● BRIEF: Starting from the line containing "the green jersey", write out the rest of the entries exactly, through the final line, including nothing else.

(Raw records)
'''

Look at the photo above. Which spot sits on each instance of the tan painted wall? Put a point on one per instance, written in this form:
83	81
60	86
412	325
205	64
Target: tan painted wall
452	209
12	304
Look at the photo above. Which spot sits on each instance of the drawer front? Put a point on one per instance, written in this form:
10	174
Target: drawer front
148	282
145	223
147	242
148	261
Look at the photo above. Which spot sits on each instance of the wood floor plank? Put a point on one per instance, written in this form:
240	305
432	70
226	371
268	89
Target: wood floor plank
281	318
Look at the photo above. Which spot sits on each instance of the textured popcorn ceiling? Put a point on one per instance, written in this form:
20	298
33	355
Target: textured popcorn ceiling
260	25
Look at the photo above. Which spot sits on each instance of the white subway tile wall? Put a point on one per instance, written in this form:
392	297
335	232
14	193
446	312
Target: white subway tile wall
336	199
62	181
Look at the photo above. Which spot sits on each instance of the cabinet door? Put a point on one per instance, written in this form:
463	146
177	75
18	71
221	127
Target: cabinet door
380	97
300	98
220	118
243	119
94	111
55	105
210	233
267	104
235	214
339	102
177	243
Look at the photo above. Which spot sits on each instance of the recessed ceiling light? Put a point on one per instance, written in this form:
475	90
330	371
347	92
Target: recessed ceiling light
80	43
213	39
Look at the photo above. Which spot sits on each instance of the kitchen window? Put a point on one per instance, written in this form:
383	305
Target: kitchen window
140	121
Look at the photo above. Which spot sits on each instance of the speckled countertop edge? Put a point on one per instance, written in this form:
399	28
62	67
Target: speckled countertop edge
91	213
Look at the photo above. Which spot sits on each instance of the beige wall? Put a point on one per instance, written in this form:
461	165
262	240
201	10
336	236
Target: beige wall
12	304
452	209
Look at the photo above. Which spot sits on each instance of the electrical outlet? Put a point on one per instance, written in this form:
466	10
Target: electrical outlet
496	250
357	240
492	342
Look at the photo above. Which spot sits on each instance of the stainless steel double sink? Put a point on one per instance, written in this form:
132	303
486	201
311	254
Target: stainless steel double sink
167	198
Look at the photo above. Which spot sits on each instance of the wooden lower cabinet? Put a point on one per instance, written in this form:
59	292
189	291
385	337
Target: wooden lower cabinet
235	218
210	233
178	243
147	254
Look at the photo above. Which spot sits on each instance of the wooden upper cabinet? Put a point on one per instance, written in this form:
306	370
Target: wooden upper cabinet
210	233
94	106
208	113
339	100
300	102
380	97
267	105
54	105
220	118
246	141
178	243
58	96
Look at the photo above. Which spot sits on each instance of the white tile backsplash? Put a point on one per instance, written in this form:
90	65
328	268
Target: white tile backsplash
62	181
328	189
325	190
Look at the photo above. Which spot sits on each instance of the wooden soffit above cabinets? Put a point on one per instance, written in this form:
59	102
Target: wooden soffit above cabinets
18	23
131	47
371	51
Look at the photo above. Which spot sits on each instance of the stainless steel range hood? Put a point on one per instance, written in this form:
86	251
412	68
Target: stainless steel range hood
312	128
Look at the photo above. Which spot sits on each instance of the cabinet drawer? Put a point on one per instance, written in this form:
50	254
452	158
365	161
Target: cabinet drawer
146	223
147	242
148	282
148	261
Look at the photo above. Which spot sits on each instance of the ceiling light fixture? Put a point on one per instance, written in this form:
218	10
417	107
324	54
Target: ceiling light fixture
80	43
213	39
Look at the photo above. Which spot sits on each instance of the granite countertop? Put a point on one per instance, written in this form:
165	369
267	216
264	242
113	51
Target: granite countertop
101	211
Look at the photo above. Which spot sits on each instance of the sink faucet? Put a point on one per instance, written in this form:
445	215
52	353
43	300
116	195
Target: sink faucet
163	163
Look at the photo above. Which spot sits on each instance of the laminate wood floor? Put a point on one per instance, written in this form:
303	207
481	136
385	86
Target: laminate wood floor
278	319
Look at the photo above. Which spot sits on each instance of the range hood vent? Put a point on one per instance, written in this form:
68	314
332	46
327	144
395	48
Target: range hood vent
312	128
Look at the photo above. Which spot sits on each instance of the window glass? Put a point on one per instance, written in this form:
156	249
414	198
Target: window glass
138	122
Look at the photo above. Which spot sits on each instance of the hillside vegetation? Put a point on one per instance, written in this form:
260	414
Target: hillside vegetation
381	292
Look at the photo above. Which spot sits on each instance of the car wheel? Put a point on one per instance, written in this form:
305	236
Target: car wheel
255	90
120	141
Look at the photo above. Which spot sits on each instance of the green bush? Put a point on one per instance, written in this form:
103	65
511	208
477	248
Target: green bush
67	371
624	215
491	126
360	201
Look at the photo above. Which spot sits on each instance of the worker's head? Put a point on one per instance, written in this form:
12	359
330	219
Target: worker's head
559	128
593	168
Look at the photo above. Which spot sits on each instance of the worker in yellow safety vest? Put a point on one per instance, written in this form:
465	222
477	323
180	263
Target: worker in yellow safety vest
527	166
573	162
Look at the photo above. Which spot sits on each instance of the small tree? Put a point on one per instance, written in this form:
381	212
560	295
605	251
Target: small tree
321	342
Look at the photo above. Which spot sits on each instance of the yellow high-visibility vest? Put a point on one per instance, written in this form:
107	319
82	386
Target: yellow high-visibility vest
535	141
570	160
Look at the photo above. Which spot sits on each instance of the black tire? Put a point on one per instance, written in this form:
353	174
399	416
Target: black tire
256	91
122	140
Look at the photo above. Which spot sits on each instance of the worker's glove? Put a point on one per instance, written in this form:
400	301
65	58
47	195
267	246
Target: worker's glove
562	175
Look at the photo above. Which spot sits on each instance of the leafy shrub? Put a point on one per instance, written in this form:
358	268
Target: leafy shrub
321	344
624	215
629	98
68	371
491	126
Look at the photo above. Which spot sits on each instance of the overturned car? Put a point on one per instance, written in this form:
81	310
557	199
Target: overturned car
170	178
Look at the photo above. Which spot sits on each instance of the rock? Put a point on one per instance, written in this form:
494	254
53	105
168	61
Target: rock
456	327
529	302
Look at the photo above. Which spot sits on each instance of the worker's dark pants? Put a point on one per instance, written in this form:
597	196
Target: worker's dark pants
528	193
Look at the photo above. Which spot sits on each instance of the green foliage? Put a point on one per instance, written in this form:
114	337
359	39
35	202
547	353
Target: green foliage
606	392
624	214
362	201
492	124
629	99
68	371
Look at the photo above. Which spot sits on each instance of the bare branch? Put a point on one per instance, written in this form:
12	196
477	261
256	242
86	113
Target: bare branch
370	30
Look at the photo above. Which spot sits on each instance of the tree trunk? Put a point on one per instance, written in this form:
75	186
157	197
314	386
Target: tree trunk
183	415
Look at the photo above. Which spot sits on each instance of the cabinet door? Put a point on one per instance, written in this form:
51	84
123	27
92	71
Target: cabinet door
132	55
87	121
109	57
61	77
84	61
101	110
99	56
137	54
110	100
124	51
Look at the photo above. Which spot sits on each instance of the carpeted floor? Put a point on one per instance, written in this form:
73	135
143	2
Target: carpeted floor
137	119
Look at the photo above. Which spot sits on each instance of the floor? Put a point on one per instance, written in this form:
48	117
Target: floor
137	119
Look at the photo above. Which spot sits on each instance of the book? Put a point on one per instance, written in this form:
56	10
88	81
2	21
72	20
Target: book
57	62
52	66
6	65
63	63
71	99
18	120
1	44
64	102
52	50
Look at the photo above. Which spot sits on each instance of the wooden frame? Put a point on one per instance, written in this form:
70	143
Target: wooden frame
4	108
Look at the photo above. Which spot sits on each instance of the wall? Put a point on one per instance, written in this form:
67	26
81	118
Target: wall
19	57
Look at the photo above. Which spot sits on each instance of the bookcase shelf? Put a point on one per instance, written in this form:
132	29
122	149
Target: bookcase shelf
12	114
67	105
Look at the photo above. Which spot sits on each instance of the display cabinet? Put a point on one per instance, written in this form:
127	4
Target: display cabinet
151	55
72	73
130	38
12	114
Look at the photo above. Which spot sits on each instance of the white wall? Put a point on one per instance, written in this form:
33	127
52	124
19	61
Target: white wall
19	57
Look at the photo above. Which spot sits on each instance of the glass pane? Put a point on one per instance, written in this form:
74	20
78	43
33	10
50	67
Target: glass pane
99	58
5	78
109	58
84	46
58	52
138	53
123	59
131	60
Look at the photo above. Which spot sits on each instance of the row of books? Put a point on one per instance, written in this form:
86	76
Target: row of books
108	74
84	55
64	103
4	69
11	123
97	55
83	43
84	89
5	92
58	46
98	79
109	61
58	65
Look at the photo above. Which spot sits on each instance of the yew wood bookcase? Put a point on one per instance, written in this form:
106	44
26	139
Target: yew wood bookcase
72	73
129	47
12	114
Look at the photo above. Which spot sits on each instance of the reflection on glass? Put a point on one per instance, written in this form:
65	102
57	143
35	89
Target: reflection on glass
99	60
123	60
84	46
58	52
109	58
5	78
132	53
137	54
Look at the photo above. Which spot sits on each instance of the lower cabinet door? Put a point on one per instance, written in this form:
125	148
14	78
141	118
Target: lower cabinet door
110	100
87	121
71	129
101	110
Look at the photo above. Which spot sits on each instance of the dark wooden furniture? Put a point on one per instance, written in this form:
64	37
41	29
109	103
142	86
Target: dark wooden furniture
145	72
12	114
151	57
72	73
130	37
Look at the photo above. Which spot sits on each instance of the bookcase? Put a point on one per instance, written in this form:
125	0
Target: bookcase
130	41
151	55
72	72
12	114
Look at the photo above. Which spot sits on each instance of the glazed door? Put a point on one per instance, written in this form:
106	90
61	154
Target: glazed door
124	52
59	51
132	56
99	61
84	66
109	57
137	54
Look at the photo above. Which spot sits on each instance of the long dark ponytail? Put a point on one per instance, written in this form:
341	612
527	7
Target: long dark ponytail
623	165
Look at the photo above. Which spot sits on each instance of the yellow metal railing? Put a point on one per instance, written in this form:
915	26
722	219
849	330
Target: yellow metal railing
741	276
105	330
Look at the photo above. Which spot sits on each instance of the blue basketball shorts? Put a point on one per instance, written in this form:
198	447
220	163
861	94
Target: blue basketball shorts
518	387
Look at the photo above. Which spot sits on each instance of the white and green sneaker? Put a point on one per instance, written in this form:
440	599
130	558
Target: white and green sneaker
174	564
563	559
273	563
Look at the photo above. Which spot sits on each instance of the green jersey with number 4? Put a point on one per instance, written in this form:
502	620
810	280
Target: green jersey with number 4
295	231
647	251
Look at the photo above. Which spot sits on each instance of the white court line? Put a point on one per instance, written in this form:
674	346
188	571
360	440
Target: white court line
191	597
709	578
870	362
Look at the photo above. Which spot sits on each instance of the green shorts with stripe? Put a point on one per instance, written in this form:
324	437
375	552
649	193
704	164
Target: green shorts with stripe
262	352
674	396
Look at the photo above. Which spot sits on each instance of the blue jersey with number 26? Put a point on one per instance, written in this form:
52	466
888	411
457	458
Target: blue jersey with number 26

'''

● ANSWER IN FULL:
Look at the photo above. Which spot sits on each instance of the green jersey with number 4? Put a point on one per instance, written in this form:
502	620
810	280
Target: green jersey with number 4
295	231
647	251
Look at the photo above. Which spot sits on each instance of the white court line? Put a point on one per instance, written in this form:
674	346
188	571
360	440
Target: white court line
191	597
709	578
870	362
Look at the photo above. Which spot sits on each instance of the green shorts with stripe? Put a point on one per instance, written in this form:
324	437
375	552
649	193
704	164
Target: green shorts with stripe
262	352
674	396
Look at the photo above. Which spot sits on each instance of the blue jersey with number 26? Put a point on one per instance, written in this form:
52	466
888	411
457	458
Target: blue jersey with number 26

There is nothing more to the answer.